Pointing records
start

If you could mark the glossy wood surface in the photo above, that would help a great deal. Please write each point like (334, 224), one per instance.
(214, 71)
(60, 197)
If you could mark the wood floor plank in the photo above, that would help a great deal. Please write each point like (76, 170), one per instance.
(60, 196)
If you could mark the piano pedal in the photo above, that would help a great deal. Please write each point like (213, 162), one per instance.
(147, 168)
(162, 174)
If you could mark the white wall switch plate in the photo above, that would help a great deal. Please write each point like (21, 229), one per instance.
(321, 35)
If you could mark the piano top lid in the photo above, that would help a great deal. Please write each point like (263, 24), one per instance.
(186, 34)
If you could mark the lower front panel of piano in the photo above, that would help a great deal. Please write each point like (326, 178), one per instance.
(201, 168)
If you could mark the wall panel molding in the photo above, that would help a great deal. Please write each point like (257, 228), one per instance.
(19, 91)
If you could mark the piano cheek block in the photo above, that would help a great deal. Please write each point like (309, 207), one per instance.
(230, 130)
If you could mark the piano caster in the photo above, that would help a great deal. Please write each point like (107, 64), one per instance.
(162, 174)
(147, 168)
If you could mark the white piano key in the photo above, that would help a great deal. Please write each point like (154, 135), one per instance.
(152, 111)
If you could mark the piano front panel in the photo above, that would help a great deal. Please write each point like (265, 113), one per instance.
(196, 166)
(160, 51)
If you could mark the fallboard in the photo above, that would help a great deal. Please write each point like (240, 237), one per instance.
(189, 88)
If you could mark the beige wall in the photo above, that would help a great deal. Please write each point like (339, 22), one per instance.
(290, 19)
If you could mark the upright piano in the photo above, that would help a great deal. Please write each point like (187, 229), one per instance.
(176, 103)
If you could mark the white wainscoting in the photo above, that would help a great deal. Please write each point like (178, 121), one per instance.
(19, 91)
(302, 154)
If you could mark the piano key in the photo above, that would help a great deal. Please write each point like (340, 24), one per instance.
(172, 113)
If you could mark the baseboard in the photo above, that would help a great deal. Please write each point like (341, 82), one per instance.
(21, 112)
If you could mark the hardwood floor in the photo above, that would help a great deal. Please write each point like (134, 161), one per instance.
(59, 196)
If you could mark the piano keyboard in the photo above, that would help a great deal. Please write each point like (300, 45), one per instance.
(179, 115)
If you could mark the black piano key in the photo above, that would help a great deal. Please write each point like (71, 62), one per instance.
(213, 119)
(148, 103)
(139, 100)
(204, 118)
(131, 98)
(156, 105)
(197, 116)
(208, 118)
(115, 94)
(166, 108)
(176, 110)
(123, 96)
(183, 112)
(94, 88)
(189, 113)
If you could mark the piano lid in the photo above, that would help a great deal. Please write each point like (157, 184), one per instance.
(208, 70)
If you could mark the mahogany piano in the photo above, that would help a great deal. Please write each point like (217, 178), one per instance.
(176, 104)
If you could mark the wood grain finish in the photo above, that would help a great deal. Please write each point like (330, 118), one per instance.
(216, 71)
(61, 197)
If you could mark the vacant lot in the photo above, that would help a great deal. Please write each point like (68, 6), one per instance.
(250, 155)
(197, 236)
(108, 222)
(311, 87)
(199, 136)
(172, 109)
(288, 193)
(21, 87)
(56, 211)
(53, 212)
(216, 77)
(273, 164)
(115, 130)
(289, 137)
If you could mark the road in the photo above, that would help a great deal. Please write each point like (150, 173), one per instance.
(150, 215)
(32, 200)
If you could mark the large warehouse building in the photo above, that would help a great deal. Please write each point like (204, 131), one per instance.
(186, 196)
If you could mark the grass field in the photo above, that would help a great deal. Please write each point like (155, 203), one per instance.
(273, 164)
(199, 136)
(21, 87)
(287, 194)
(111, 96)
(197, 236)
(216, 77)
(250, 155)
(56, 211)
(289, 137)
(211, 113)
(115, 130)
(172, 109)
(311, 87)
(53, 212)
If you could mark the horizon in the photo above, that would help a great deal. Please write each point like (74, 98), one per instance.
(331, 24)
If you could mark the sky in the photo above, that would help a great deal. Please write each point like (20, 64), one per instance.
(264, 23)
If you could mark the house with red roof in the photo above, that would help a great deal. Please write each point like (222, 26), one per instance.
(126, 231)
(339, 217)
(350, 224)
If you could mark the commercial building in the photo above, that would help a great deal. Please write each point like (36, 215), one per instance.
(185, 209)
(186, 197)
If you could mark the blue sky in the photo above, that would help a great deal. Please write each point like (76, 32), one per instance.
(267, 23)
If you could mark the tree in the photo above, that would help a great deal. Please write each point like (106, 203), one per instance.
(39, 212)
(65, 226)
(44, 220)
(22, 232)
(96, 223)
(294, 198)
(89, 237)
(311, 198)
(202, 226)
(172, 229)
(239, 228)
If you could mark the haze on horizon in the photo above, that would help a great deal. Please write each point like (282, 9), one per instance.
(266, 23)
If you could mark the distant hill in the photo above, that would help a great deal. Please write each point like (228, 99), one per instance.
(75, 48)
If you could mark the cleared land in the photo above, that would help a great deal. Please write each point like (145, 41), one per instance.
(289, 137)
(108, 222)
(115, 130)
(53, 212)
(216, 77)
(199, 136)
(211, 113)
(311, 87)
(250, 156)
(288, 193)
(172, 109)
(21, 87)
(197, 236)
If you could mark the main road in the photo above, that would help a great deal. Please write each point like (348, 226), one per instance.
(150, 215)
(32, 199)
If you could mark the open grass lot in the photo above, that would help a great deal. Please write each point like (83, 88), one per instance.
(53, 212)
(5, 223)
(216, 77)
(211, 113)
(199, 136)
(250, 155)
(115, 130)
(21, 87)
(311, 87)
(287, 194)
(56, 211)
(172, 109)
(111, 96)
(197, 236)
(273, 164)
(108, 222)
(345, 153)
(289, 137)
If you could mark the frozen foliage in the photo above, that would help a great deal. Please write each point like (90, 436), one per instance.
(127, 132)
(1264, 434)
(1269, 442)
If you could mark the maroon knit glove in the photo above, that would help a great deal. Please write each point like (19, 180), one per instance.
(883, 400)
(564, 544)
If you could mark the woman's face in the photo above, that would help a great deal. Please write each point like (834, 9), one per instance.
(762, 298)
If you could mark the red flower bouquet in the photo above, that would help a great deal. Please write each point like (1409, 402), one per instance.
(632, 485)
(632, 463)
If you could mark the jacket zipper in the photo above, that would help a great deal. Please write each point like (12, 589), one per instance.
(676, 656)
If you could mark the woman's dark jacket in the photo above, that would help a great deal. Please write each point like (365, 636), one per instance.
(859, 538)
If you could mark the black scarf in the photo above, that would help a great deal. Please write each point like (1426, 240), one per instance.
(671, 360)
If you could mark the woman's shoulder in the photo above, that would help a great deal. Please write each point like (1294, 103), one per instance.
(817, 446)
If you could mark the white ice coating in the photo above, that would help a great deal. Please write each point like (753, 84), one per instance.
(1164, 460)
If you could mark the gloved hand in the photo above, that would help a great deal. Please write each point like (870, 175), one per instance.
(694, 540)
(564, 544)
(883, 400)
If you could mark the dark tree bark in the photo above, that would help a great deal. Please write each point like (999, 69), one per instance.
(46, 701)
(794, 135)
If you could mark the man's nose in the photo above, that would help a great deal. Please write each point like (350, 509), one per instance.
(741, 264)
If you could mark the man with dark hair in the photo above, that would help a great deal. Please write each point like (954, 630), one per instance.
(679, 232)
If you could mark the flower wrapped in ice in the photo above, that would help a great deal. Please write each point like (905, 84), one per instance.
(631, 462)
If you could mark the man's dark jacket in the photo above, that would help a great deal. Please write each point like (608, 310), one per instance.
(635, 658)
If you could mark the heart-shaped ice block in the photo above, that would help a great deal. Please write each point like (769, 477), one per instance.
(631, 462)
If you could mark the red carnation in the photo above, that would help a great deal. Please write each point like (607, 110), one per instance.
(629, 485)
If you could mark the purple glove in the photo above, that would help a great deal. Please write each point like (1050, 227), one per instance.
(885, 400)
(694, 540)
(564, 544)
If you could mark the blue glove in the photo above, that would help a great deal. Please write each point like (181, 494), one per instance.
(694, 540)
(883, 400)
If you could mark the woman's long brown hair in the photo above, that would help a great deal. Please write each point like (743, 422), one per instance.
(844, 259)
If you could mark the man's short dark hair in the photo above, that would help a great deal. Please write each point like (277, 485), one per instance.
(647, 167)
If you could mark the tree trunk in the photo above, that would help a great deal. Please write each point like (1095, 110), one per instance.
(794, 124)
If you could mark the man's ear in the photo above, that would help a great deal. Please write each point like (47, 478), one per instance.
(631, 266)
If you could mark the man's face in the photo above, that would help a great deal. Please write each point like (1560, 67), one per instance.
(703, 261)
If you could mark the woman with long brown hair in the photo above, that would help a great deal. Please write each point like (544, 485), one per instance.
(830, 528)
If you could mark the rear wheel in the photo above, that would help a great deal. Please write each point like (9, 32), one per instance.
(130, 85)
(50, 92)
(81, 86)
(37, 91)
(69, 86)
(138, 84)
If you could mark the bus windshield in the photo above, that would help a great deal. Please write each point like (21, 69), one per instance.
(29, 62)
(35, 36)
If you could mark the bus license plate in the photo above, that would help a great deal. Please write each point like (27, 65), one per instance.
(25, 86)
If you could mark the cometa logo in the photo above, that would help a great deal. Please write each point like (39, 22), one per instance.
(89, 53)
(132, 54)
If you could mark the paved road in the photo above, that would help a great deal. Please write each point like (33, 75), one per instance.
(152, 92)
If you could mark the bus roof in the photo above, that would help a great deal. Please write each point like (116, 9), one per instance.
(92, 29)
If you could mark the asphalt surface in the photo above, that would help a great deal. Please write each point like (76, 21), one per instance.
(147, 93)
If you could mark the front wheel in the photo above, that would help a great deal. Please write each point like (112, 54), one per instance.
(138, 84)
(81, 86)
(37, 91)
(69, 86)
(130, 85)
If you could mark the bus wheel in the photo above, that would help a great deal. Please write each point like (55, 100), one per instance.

end

Print exactly the lines above, starting at the line that contains "If you could mark the cometa" and ending with the last line of the records, both included.

Reply
If you could mark the cometa logo in the photo above, that would help a great deal. Please write each point like (39, 22), one per instance.
(89, 53)
(132, 54)
If you could mark the paved road in the photo above, that would help a great deal. Please write each point like (33, 75), one per instance.
(152, 92)
If you could mark the bus roof in the photo above, that would help a great deal. Please write each point like (116, 9), one per instance.
(92, 29)
If you could mark the asphalt surface in the photo above, that would help a great deal. Please write each point like (76, 21), one per instance.
(147, 93)
If you could mark the front wheel in the photo above, that would help a great deal. Please write each point like (112, 54), one per instance.
(138, 84)
(81, 86)
(37, 91)
(69, 86)
(130, 85)
If you could mark the bus wheel in the photo above, that would help a great deal. Please write each point like (55, 100), one per instance.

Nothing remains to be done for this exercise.